▸ **Passage shown**:
=======

# Micro Adjustment of Table Saw Fence in increments as small as 0.001 inch. Demonstrated on SawStop T-Glide



## StevenWoodward (Aug 14, 2020)

Moving a table saw fence by very small amounts can be hit and miss.

With a dial indicator at the right location on the fence, I found it is easy to tap the fence and move it by 0.001 inch at a time. 

Locate the probe of dial indicator over the fence rail so that dial indicator does not change when the fence is tightened - see red circle in photo below.

A couple of times I have found this fine adjustment helpful:
1. Cutting UHMW runners to fit nicely in the miter slot for floats
2. Cutting mortise and tenon joints on table saw, to get a good fit.

For all other work I just use the measuring tape built into the fence rail. The table saw cut usually gets run over the jointer anyway.

Video Demonstration:


----------



## GeorgeC (Jul 30, 2008)

I cannot imagine why anyone would want to do that. Waste of good working time for no reason.

George


----------



## JayArr (Sep 18, 2018)

My tools all have more than .001" wobble in the bearings and bushings LOL but if you need accuracy this would help. I noticed Incra sells some fences that have a similar fine adjustment built in but I can't imagine building anything that needs to be more accurate than 1/32nd.


----------



## TomCT2 (May 16, 2014)

...be more accurate than 1/32nd. ...

true. but when you do a set up for 5-13/32 
- and it cuts at 5-12/32, 
moving the fence 1/32 is still necessary....


----------



## Tool Agnostic (Aug 13, 2017)

Brilliantly simple jig. I like it. So easy to make. Nice idea, @StevenWoodward!

=======

Object point labels:
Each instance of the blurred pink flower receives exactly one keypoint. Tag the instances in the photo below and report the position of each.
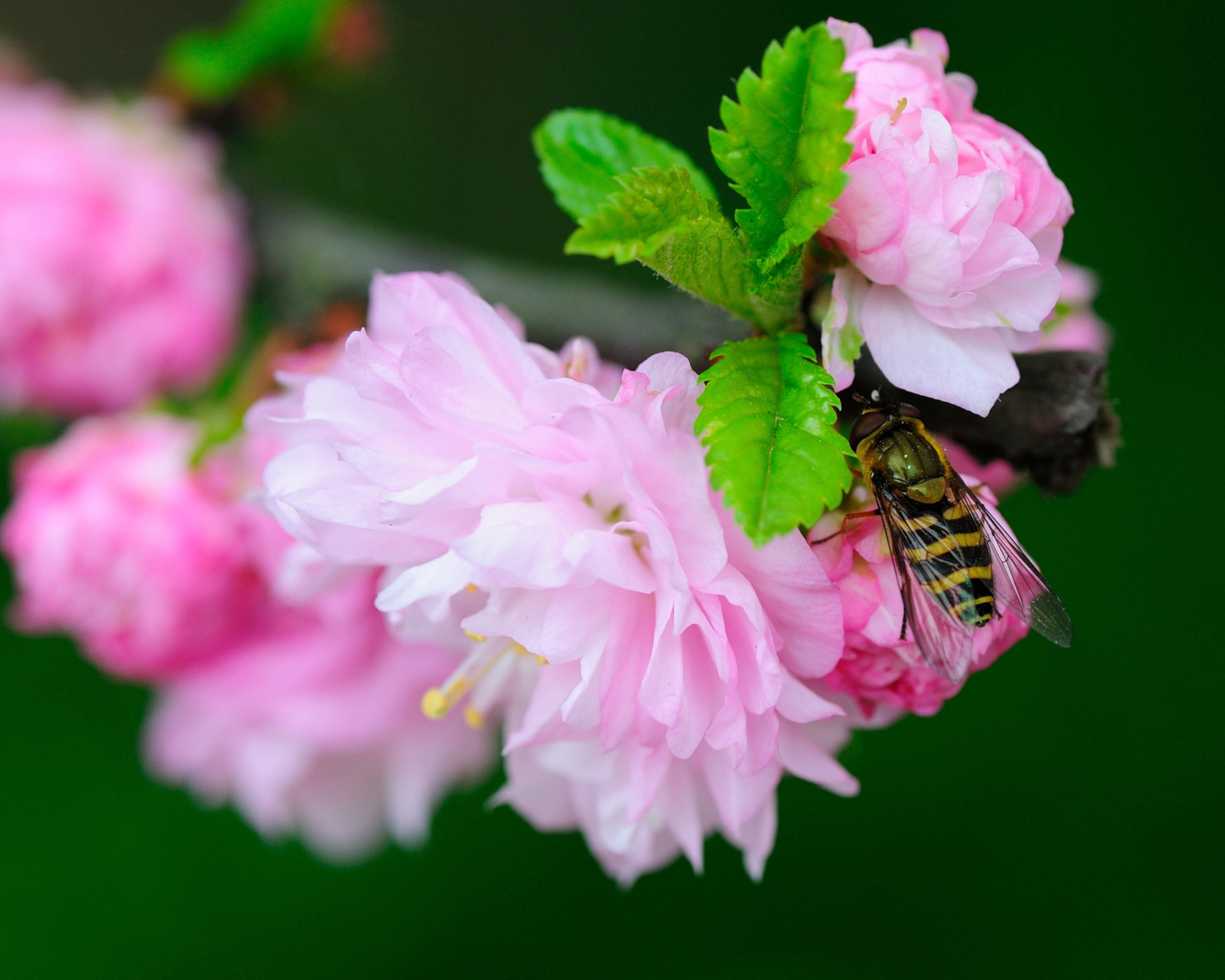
(998, 475)
(876, 668)
(1075, 326)
(314, 727)
(478, 466)
(952, 224)
(116, 541)
(641, 806)
(122, 257)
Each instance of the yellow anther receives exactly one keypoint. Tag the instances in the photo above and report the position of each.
(434, 704)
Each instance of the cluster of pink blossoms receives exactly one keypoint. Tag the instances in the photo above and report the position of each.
(675, 673)
(952, 224)
(440, 531)
(122, 257)
(279, 685)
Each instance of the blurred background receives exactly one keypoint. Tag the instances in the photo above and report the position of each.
(1061, 818)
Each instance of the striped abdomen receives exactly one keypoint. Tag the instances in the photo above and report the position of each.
(951, 559)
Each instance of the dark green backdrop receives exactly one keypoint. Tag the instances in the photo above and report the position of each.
(1060, 818)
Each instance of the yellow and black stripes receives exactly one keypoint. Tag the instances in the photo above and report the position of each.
(949, 555)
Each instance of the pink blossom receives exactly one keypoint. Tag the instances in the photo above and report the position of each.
(877, 668)
(583, 530)
(640, 808)
(1075, 326)
(952, 224)
(116, 541)
(122, 257)
(314, 727)
(998, 475)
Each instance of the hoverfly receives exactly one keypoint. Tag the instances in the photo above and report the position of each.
(957, 565)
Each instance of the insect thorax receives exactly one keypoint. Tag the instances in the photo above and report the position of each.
(902, 453)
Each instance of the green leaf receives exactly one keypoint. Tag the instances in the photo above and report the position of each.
(582, 152)
(214, 65)
(659, 218)
(767, 420)
(784, 144)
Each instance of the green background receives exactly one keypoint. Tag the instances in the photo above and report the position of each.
(1061, 818)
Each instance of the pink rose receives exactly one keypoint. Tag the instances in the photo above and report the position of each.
(116, 541)
(952, 224)
(500, 485)
(314, 727)
(122, 257)
(877, 668)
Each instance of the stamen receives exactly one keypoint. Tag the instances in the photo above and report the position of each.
(438, 701)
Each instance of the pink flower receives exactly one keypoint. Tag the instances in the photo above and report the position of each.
(1075, 326)
(583, 530)
(122, 257)
(116, 541)
(640, 808)
(314, 727)
(876, 668)
(952, 224)
(998, 475)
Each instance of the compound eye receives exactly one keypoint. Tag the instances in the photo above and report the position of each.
(865, 426)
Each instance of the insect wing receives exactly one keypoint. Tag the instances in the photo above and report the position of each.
(945, 640)
(1020, 587)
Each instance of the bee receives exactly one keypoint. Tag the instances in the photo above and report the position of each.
(956, 563)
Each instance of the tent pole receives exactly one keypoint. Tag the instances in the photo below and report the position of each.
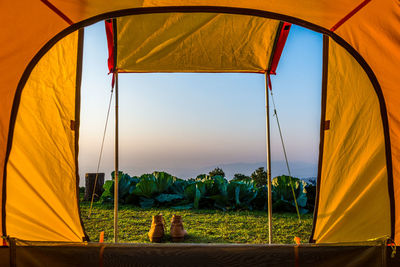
(116, 178)
(268, 143)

=======

▸ **Given instruction 1**:
Repeat the fence thread from "Moving a table" up to and including "in photo below.", switching "dial indicator" to "test indicator".
▸ **Given instruction 2**:
Please shorten the paragraph in the fence thread that begins "My tools all have more than" while keeping its main facts.
▸ **Given instruction 3**:
Extend the table saw fence thread with the next part after its last line.
The rows play no part in this work.

▸ **Exercise result 1**:
Moving a table saw fence by very small amounts can be hit and miss.

With a test indicator at the right location on the fence, I found it is easy to tap the fence and move it by 0.001 inch at a time. 

Locate the probe of test indicator over the fence rail so that test indicator does not change when the fence is tightened - see red circle in photo below.

▸ **Exercise result 2**:
My tools have more than .001" of wobble in the bearings and bushings, but this would help if you need accuracy. Incra sells some fences with a similar fine adjustment built in, though I can't imagine building anything that needs to be more accurate than 1/32nd.

▸ **Exercise result 3**:
I would find a few uses for it - like making box joint jigs. See William Ng's box joint jig making video. (Thanks @woodnthings!) William Ng uses a caliper and measures in thousandths:
https://www.youtube.com/watch?v=NutwD7B6tmE


----------



## ToolsOnaWall (Apr 8, 2020)

I'll be using the idea of using dial indicator to make small adjustments. I may not need 0.001" tolerance but I can see it working for my needs. Good tip to measure near the front clamp.


----------



## allpurpose (Mar 24, 2016)

Also probably good for making small adjustments to a dado cut without fiddling around all day with very thin shims that may or may not get chewed up by arbor threads..


----------



## Bob Bengal (Jan 2, 2021)

I don't have much bandwidth. Are the yellow things with black knobs magnetic?


----------



## Dave Mills (Dec 4, 2019)

Bob Bengal said:


> I don't have much bandwidth. Are the yellow things with black knobs magnetic?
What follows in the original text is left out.